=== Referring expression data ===
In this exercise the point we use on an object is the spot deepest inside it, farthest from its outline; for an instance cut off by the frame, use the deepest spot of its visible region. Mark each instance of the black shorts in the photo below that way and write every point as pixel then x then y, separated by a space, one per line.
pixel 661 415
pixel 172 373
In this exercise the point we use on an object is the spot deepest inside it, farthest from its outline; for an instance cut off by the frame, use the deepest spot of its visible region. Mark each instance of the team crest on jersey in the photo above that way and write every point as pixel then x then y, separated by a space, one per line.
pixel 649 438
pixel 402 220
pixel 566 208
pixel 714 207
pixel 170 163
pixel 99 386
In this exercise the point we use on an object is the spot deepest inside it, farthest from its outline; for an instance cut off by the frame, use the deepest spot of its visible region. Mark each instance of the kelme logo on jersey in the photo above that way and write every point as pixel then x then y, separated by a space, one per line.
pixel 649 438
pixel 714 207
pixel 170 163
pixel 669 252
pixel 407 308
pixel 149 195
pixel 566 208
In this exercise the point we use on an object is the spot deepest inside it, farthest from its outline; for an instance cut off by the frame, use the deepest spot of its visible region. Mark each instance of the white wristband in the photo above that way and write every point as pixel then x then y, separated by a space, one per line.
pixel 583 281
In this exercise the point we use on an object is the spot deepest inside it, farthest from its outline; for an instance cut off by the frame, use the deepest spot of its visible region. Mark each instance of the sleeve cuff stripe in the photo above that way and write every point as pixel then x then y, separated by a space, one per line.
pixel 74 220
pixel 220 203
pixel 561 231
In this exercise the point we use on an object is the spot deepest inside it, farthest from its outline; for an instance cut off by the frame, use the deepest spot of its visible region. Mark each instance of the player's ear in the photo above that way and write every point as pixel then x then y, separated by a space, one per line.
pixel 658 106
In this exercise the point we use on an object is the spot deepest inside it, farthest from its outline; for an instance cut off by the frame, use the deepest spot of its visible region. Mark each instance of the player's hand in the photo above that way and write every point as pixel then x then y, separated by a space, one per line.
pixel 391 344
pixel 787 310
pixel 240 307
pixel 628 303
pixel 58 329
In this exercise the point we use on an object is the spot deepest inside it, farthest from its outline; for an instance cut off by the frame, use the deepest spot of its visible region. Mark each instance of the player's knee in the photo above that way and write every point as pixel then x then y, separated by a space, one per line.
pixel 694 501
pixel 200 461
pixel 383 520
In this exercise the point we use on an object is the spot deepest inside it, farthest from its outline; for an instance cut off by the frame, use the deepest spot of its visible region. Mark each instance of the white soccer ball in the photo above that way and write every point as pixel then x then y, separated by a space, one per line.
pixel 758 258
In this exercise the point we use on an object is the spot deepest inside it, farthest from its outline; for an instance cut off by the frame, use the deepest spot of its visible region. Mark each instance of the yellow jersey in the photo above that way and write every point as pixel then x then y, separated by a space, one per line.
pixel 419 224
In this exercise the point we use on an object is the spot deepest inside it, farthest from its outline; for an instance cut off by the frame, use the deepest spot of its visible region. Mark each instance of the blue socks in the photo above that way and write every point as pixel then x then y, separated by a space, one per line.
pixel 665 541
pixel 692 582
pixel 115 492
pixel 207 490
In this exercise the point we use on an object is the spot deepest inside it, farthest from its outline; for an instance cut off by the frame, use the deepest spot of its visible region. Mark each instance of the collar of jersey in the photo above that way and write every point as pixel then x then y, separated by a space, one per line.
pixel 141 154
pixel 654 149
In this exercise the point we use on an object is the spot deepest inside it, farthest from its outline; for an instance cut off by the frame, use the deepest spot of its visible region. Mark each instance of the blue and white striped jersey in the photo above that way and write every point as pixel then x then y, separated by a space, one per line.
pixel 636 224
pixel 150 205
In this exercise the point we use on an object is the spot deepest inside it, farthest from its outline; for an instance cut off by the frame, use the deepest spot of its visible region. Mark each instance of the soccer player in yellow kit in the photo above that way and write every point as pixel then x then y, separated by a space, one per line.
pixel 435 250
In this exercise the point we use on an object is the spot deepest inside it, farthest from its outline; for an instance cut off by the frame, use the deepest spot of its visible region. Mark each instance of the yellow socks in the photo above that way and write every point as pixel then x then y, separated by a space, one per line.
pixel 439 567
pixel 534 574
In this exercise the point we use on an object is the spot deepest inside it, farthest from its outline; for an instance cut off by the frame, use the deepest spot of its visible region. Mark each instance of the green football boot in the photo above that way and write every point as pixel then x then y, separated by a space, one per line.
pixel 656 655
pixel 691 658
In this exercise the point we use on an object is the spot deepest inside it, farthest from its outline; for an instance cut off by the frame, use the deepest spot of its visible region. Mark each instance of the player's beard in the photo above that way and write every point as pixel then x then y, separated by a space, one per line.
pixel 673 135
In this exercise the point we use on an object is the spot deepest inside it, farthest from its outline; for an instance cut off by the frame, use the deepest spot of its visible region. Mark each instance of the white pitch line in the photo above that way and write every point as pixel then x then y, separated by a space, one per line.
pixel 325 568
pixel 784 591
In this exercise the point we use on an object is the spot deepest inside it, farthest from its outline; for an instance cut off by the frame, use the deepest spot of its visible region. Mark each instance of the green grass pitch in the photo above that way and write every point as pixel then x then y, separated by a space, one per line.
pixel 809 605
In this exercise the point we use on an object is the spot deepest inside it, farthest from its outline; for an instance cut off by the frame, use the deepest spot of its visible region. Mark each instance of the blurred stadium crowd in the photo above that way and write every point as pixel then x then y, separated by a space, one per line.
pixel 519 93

=== Instructions to follow ===
For each record above, print an exact copy.

=== Result for this task ===
In this exercise the point we use on an object is the spot deepest inside it, farthest from its outline; for an instance cut off by the frame, use the deepest spot of its visible region. Mark each instance of the black shorts in the photo below that way and write every point as pixel then x then y, separated by a space, one per line.
pixel 661 415
pixel 172 373
In this exercise the point we use on an object is the spot deepest inside it, farthest from its outline; for an instance cut off by the frame, use the deepest spot of its visible region. Mark each instance of the team crest on jersey in the photo above that way and write every point as pixel then x then y, separated by a space, one per line.
pixel 649 438
pixel 402 220
pixel 566 208
pixel 714 207
pixel 170 163
pixel 99 386
In this exercise the point we use on an object is the spot deepest inside it, farthest from its outline; for an instance cut off by the frame, use the deepest spot of its visible region. Mark each instance of the kelme logo on jersey in the photo above that way and write every point as pixel then x then y, separated by a space, one per line.
pixel 649 438
pixel 714 207
pixel 170 163
pixel 669 252
pixel 407 308
pixel 149 195
pixel 566 208
In this exercise the point we use on an object is the spot deepest inside it, farthest from its outline; for an instance cut off by the frame, use the deepest spot of its visible region. Mark each instance of the white wristband in the photo above that way and write every point as pixel then x then y, separated by a space, one per line.
pixel 583 281
In this exercise the point we use on an object is the spot deepest inside it, farthest from its outline; for an instance cut off by the frame, use the deepest spot of its visible region. Mark each instance of the sleeve cuff stripe in the photo above that way and write every point as pixel then x then y, separated by a space, one per line.
pixel 74 220
pixel 220 203
pixel 561 231
In this exercise the point we use on an object is the spot deepest inside it, farthest from its outline; for an instance cut off by the frame, use the deepest spot of its visible region. Mark each instance of the player's ear in the photo above that way and write every point as pixel then x then y, separated by a space, one per line.
pixel 658 106
In this exercise the point we use on an object is the spot deepest inside it, farthest from its outline; for an instance cut off by the frame, use the deepest spot of its visible region. Mark each instance of the player's hand in the photo above that way and write every point as pixel then x then y, separated by a space, one per line.
pixel 391 344
pixel 787 310
pixel 240 307
pixel 628 303
pixel 58 329
In this exercise the point we use on an object is the spot deepest inside it, farthest from its outline; for an instance cut off by the frame, use the deepest spot of its visible region. Mark each instance of the player's knee in the photo above that way and write every point as pixel then x then y, separated by a space, one per line.
pixel 694 501
pixel 200 461
pixel 383 520
In this exercise the point we use on an object is the spot deepest inside it, farthest from its outline; for an instance cut off by the frame, use the deepest spot of its visible region. Mark each instance of the white soccer ball in the photo above that way and write every point as pixel then x then y, separated by a space, one per line.
pixel 758 258
In this exercise the point we use on an object is the spot deepest inside it, farthest from its outline; for an instance cut off by the frame, use the deepest spot of its visible region. Mark each instance of the yellow jersey in the photo above that way and write every point as pixel then x then y, separated by a space, one per line.
pixel 419 224
In this exercise the point we use on an object is the spot deepest inside it, farthest from its outline; for an instance cut off by the frame, use the deepest spot of its visible region. Mark each instance of the blue socks in the photo above that way and write every point as pixel then x then y, separated by a space, one per line.
pixel 665 541
pixel 692 582
pixel 115 492
pixel 207 490
In this exercise the point we use on an object is the spot deepest inside it, farthest from its outline; for an instance cut off by the frame, use the deepest spot of its visible region. Mark each instance of the collar of jersey in the photo above that way and write every point as pixel then x then y, separated by a space, one per line.
pixel 141 154
pixel 654 149
In this exercise the point we use on an object is the spot deepest inside it, farthest from its outline; for an instance cut off by the frame, use the deepest spot of its visible region. Mark each instance of the blue and white striped jersey in the photo above that way and write every point as pixel then x then y, separated by a space, one per line.
pixel 636 224
pixel 150 205
In this exercise the point we use on an object is the spot deepest inside it, farthest from its outline; for an instance cut off by the frame, use the deepest spot of its visible region. Mark each instance of the soccer player in yellow kit in the photo above that way and write every point as pixel then x then y, separated by a space, one per line.
pixel 435 250
In this exercise the point we use on an object is the spot deepest inside it, farthest from its outline; for an instance cut off by the frame, use the deepest spot of its visible region. Mark each instance of the yellow socks in the photo above that way and write every point as pixel then x then y, separated by a space, one per line.
pixel 439 567
pixel 534 574
In this exercise the point we use on an object is the spot deepest inside it, farthest from its outline; for an instance cut off by the frame, use the deepest spot of its visible region. Mark each instance of the green football boot in the photo above that way and write every point as pixel then x then y, separated by a space, one per line.
pixel 656 655
pixel 691 658
In this exercise the point we use on an object is the spot deepest inside it, farthest from its outline; for an instance cut off by the frame, use the deepest spot of its visible region. Mark each instance of the player's beard in the photo above that way and write every point as pixel then x then y, separated by a space, one per line.
pixel 673 135
In this exercise the point we use on an object is the spot deepest inside it, farthest from its outline; for an instance cut off by the frame, use the deepest spot of its visible region. Mark each instance of the white pitch line in the photo above that way and write every point as pixel then x then y, separated by a space, one per line.
pixel 325 568
pixel 784 591
In this exercise the point we use on an object is the spot deepest inside it, farthest from its outline; for an instance cut off by the frame, use the deepest spot of its visible region. Mark each instance of the green grass pitch in the photo above that way and write every point as pixel then x then y, separated by a space, one per line.
pixel 809 605
In this exercise the point we use on an object is the spot deepest inside it, farthest from its outline; for an instance cut off by the frame, use the deepest spot of its visible region. Mark each instance of the blurred stadium crowd in the photo above that way and write every point as pixel then x then y, separated by a space, one per line.
pixel 519 93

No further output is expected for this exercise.